Only the lines from the one containing "Target: qr code sticker" through the last line of the entries are wanted. Transcribe them exactly.

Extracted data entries
• • • • •
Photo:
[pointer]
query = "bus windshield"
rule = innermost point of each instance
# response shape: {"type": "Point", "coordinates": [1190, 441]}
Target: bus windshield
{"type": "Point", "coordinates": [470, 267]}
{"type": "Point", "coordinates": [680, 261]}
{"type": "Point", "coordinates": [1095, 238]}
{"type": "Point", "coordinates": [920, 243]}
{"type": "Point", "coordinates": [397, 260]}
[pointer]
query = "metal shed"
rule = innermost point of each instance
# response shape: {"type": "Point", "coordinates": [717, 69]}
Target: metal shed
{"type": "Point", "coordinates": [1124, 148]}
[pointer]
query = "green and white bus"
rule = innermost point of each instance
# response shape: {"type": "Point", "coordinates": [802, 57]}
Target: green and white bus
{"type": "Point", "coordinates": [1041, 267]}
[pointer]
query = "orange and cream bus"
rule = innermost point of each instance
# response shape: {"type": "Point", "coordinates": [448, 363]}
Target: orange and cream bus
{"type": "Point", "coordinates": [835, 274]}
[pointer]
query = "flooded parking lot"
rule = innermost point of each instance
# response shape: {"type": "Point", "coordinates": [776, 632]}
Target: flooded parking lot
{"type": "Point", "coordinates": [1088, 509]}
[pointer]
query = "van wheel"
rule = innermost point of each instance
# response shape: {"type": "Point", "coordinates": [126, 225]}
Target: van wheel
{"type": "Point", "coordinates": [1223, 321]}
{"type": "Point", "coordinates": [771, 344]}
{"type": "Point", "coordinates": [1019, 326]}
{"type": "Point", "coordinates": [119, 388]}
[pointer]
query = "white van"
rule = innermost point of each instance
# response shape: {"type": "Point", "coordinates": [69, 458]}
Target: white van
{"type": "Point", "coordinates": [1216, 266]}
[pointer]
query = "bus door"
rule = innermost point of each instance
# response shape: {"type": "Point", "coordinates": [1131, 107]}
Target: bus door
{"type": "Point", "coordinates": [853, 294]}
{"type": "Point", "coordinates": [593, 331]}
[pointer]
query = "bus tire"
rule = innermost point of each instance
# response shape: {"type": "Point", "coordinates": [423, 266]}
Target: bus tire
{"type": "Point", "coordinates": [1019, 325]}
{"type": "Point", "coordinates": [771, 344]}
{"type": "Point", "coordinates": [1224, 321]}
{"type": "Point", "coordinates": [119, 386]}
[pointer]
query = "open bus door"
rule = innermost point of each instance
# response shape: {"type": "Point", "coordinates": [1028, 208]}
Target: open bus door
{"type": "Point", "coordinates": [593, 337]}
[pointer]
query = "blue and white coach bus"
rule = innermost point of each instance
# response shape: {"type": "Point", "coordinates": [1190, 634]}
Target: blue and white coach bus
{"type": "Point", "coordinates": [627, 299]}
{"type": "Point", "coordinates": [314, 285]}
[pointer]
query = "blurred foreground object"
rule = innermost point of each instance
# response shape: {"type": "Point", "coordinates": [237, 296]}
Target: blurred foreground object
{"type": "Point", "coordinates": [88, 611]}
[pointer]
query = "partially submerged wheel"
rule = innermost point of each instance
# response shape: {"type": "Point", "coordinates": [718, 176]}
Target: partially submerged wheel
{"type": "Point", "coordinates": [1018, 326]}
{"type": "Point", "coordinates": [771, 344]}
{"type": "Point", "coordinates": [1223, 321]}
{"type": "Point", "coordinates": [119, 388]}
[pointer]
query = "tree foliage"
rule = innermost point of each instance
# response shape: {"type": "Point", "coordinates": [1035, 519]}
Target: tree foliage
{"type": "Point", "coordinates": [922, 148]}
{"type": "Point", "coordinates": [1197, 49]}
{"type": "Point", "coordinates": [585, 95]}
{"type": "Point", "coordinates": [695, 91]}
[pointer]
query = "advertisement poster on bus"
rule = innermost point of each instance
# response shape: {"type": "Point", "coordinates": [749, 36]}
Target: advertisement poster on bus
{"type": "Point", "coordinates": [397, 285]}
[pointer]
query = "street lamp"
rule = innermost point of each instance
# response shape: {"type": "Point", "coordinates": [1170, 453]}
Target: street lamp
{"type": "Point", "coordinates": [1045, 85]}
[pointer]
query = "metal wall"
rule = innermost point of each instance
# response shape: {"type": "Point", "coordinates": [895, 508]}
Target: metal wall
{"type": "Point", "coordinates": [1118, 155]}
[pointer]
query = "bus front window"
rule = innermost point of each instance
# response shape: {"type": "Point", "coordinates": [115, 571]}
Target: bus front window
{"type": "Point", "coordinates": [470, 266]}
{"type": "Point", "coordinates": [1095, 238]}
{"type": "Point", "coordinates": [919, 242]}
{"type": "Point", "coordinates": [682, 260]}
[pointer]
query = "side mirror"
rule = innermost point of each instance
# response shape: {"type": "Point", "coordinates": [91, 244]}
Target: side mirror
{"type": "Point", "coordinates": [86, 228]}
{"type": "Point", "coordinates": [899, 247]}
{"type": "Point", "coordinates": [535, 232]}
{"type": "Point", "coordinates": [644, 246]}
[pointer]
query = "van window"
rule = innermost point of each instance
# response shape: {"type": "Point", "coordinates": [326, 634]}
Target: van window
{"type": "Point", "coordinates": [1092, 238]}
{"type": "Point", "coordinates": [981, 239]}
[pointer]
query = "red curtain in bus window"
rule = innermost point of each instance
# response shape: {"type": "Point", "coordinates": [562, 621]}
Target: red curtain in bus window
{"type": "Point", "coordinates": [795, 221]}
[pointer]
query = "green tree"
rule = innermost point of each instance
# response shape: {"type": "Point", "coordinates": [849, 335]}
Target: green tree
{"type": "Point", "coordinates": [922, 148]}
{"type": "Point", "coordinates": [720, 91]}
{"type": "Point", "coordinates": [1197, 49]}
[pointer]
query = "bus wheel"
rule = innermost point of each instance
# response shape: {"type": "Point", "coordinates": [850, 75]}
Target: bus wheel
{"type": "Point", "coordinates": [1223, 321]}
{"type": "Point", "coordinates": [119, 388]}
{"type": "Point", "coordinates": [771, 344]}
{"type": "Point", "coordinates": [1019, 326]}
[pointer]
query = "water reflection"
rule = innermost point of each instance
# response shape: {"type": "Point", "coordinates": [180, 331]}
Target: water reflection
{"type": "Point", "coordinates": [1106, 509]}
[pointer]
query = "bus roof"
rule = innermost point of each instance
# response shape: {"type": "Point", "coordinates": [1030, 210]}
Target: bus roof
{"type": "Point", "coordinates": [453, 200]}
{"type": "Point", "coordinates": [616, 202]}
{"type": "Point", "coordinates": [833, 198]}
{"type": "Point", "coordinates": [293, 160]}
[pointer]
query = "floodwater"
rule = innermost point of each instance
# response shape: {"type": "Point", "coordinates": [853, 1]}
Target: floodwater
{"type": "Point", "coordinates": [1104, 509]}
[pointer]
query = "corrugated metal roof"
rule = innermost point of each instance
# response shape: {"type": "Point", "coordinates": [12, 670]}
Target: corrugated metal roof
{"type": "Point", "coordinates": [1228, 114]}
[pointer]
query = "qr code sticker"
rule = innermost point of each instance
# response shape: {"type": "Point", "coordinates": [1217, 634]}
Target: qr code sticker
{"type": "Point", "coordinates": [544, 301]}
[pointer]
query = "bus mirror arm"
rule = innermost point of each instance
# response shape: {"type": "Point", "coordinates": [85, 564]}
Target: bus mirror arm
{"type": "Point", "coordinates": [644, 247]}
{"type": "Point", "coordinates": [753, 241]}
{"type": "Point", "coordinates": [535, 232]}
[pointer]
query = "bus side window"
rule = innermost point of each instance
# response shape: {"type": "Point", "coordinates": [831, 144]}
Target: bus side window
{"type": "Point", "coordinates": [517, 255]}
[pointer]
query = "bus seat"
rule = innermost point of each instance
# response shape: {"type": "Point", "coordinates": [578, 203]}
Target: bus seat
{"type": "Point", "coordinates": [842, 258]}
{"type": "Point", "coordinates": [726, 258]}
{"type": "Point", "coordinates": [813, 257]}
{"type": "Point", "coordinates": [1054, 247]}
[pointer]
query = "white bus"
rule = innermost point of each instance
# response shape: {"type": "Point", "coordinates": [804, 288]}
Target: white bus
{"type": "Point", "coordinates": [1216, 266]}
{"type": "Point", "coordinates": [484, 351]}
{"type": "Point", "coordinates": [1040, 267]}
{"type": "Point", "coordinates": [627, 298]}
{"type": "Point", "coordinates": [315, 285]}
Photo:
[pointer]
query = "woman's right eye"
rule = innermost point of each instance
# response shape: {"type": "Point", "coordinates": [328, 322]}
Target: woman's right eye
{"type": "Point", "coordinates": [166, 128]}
• • • • •
▶ _Solved exercise_:
Target: qr code sticker
{"type": "Point", "coordinates": [544, 301]}
[pointer]
query = "bus mirror arm"
rule = innermost point of each instance
# response shape: {"type": "Point", "coordinates": [85, 564]}
Target: bus mirror arm
{"type": "Point", "coordinates": [644, 247]}
{"type": "Point", "coordinates": [753, 241]}
{"type": "Point", "coordinates": [535, 232]}
[pointer]
query = "bus side window"
rule = innermost point of each instance
# response shape: {"type": "Point", "coordinates": [831, 144]}
Target: bus side window
{"type": "Point", "coordinates": [517, 255]}
[pointer]
query = "bus seat"
rule = innermost point of each instance
# response shape: {"type": "Point", "coordinates": [578, 203]}
Target: bus seat
{"type": "Point", "coordinates": [842, 258]}
{"type": "Point", "coordinates": [726, 258]}
{"type": "Point", "coordinates": [813, 257]}
{"type": "Point", "coordinates": [1054, 247]}
[pointer]
query = "white bus"
rule = innermost point of each instance
# response shape: {"type": "Point", "coordinates": [804, 288]}
Target: white bus
{"type": "Point", "coordinates": [1216, 266]}
{"type": "Point", "coordinates": [484, 351]}
{"type": "Point", "coordinates": [1040, 267]}
{"type": "Point", "coordinates": [627, 298]}
{"type": "Point", "coordinates": [315, 285]}
Photo:
[pointer]
query = "woman's right eye"
rule = innermost point of each instance
# response shape: {"type": "Point", "coordinates": [328, 322]}
Target: woman's right eye
{"type": "Point", "coordinates": [166, 128]}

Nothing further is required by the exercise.